'''

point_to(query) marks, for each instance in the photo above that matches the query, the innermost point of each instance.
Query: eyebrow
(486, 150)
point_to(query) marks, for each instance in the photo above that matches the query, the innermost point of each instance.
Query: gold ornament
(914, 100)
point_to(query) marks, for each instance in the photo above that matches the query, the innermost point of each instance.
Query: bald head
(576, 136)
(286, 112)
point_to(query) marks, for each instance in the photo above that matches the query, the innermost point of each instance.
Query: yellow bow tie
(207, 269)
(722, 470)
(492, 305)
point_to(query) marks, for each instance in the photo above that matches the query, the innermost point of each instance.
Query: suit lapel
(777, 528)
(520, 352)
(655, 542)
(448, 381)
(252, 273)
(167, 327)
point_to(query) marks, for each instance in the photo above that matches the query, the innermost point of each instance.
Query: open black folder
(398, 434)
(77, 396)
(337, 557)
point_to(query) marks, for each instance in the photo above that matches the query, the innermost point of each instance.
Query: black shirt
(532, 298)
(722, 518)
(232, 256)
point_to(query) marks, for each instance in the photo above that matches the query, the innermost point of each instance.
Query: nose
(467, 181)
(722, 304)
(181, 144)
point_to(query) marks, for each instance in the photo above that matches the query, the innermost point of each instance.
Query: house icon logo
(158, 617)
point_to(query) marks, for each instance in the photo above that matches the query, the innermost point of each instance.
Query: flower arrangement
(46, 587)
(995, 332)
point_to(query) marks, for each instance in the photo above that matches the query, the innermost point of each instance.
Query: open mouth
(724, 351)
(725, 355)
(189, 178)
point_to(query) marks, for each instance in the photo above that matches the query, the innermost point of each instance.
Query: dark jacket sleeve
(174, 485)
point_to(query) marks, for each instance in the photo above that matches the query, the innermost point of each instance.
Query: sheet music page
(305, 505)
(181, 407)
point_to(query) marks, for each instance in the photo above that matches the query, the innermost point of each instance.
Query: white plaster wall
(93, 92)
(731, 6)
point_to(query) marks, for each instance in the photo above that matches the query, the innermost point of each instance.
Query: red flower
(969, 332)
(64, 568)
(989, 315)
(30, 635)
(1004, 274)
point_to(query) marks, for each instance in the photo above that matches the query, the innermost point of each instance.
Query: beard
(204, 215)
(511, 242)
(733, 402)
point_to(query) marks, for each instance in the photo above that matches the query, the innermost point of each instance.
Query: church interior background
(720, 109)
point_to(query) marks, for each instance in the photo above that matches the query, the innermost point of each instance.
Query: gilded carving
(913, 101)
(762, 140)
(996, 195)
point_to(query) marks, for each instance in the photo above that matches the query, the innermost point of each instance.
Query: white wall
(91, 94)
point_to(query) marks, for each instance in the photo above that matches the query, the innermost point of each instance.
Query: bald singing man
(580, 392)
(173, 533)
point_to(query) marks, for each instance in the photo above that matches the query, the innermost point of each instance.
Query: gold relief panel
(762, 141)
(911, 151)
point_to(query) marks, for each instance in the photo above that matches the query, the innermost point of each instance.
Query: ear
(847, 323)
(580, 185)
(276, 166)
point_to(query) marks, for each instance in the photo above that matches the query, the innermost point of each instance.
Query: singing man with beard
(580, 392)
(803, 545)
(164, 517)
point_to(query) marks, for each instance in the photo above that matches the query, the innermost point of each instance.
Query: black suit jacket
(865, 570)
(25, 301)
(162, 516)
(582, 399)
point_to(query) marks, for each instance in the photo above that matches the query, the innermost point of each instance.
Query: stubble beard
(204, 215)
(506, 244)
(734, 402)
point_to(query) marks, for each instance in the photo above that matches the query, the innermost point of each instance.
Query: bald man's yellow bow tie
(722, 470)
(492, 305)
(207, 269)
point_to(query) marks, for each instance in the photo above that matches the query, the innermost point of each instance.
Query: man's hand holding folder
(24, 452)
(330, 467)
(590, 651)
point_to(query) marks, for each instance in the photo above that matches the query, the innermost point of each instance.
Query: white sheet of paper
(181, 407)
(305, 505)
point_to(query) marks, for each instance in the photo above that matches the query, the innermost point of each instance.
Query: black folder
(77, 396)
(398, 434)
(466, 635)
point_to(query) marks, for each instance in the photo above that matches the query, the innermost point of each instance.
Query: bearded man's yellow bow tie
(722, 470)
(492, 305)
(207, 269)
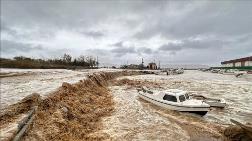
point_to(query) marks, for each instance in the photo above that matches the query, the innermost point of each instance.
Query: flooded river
(18, 83)
(136, 119)
(236, 91)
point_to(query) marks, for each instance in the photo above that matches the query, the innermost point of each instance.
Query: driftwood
(247, 129)
(239, 131)
(24, 124)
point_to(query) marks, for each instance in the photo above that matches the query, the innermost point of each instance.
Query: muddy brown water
(136, 119)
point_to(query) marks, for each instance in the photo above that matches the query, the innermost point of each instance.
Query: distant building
(241, 62)
(152, 66)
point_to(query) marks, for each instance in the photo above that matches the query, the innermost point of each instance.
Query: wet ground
(136, 119)
(18, 83)
(236, 91)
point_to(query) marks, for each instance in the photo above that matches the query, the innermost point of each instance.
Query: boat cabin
(175, 95)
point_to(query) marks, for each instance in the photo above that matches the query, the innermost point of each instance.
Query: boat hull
(197, 110)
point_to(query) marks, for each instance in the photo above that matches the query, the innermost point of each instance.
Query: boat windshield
(187, 96)
(182, 98)
(170, 98)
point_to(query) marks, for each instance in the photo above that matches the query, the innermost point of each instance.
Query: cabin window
(181, 98)
(170, 98)
(187, 96)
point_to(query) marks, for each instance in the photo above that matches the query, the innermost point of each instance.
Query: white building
(241, 62)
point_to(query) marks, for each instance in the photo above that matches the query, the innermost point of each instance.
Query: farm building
(152, 66)
(241, 62)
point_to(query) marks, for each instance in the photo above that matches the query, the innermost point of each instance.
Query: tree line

'''

:: Directive ::
Without the pictures, transcribe the listing above exactly.

:: Response below ::
point_to(query) marks, for each instance in the photo above that matches the query, the innermost point of each instance.
Query: eyebrow
(486, 150)
point_to(query) marks, for each instance in the photo above that matches the query, the innermost point of each instance.
Query: gold ornament
(914, 100)
point_to(query) marks, for each instance in the photo above that matches the query, the innermost point of each instance.
Query: bald head
(576, 136)
(286, 112)
point_to(query) marks, for each instance in the photo above that matches the query, the innermost point of each instance.
Query: yellow bow tie
(207, 269)
(722, 470)
(492, 305)
point_to(query) marks, for each instance in the photo above that matches the query, the innermost point of each instance.
Query: suit lapel
(777, 528)
(520, 352)
(655, 542)
(448, 381)
(252, 273)
(167, 327)
point_to(query) marks, for each instance in the photo above that matches the query, the innermost point of each instance.
Query: open black folder
(398, 434)
(77, 396)
(337, 557)
point_to(query) marks, for each instance in the photo above that matches the query, the innermost point of each instance.
Query: black shirt
(532, 298)
(722, 518)
(232, 256)
point_to(query) marks, for each instance in the photo above that matches the query, the innermost point of each instance.
Query: nose
(467, 181)
(722, 304)
(181, 144)
point_to(query) marks, for each instance in the photo above that matches the query, the innermost point of each instance.
Query: house icon logo
(158, 617)
point_to(query) marks, for each instance in the photo above that matches the query, the innermost point of each instance.
Query: flower arrangement
(46, 587)
(995, 332)
point_to(query) marks, for each instance in the photo above that matches the query, the innermost point of each instance.
Query: open mouth
(724, 351)
(725, 355)
(189, 178)
point_to(query) marks, for each instance in the photo above that matches the query, the innermost point of each instance.
Query: dark jacket sleeve
(174, 485)
point_to(query) marks, for each instance in the photo above that matches the query, the innermost point of each instance.
Query: sheet music page
(305, 505)
(181, 407)
point_to(query) marks, for each instance in the photo above that matches the query, the innermost point of each instance.
Query: white plaster wall
(93, 92)
(731, 6)
point_to(query) marks, for each instance in the photo above that matches the query, the innermost point of each instance.
Query: red flower
(969, 332)
(64, 568)
(989, 315)
(30, 635)
(1004, 274)
point_to(query) marks, for each instance in the photo above that matches the query, the innermost point of each instance.
Query: beard
(204, 215)
(511, 242)
(733, 402)
point_to(query) marks, for each instance in the photo above that matches the query, the innermost point of each instance.
Query: church interior background
(720, 109)
point_to(query) marks, for each instance in the photo above that matches the query, the innermost point of each instance.
Query: gilded carving
(913, 101)
(762, 140)
(996, 195)
point_to(query) marks, for each instance in the photo above that matches the query, the innermost point of each instance.
Query: white wall
(91, 94)
point_to(query) marks, for each instance in the photo above that matches the query, the innermost point of each instance.
Query: bald singing man
(580, 392)
(173, 533)
point_to(query) marks, for each instance in the photo above that matches the query, the innermost point of each instance.
Query: gold relief panel
(762, 141)
(911, 151)
point_to(query) marks, for each instance in the photo above that matches the query, the innermost point of each instance.
Query: ear
(847, 323)
(580, 185)
(276, 166)
point_to(query) marks, for each instance in the photo above that matches the query, the innermost point of each instance.
Query: singing man with beard
(580, 392)
(803, 545)
(164, 517)
point_to(query) marks, for each instance in the photo above that matches the query, the innermost point of each instance.
Query: black suit jacket
(865, 570)
(25, 301)
(162, 516)
(582, 399)
point_to(query) marks, for each instance in the photo above that matches the query, the innermost point of each instance.
Query: stubble beard
(204, 215)
(506, 244)
(734, 402)
point_to(query) marks, for each instance in the photo above that matches the query, the innermost point of each instance.
Query: bald man's yellow bow tie
(722, 470)
(492, 305)
(207, 269)
point_to(query) marks, for each instance in the photo above that matches the query, the innermost point of each instance.
Query: man's hand holding folder
(24, 452)
(330, 467)
(590, 651)
point_to(query) marks, for each instance in the photo above that matches the query, the innermost point of each instance.
Query: white sheet of paper
(181, 407)
(305, 505)
point_to(query) marks, for each instance in the photo above that matches the query, the innermost point of each instance.
Query: black folder
(77, 396)
(398, 434)
(466, 635)
point_to(query) marks, for each instance in the photo above that matches the query, the innermost point of each instance.
Query: bearded man's yellow bow tie
(722, 470)
(492, 305)
(207, 269)
point_to(query) marks, for each instance in the photo above that matches the query, the innermost point of each instance.
Query: flooded river
(18, 83)
(136, 119)
(236, 91)
point_to(query) marks, for each instance in the photo above that matches the query, the innermost point of each instance.
Query: driftwood
(247, 129)
(239, 131)
(24, 124)
point_to(query) marks, for each instance in the photo above that matches the query, the innermost point of each instance.
Query: muddy brown water
(136, 119)
point_to(query) marks, for each instance in the photo above that matches the query, the innermost point of each instance.
Query: distant building
(241, 62)
(152, 66)
point_to(query) marks, for each instance in the photo above that matches the query, the innermost point of each instance.
Query: wet ground
(136, 119)
(18, 83)
(236, 91)
point_to(query) marks, for each instance in the photo above that matches the query, the innermost point of each instance.
Query: boat cabin
(175, 95)
point_to(query) marks, for each instance in the photo above that matches the query, the innermost point of each instance.
Query: boat hull
(197, 110)
point_to(query) marks, for each instance in the photo above that matches the query, the innermost point of each instance.
Query: boat windshield
(187, 96)
(182, 98)
(170, 98)
point_to(query) marks, for each instance in the photo above that matches the query, the innermost point of each instance.
Query: cabin window
(181, 98)
(170, 98)
(187, 96)
point_to(query) marks, for each instance in the photo above that matches the query, the innermost point of each instance.
Query: white building
(241, 62)
point_to(query) marks, for each instance in the photo above that matches the query, the innermost point of each instance.
Query: farm building
(152, 66)
(241, 62)
point_to(query) marks, for each instance in the photo above that matches the query, the innermost point of each instance.
Query: tree line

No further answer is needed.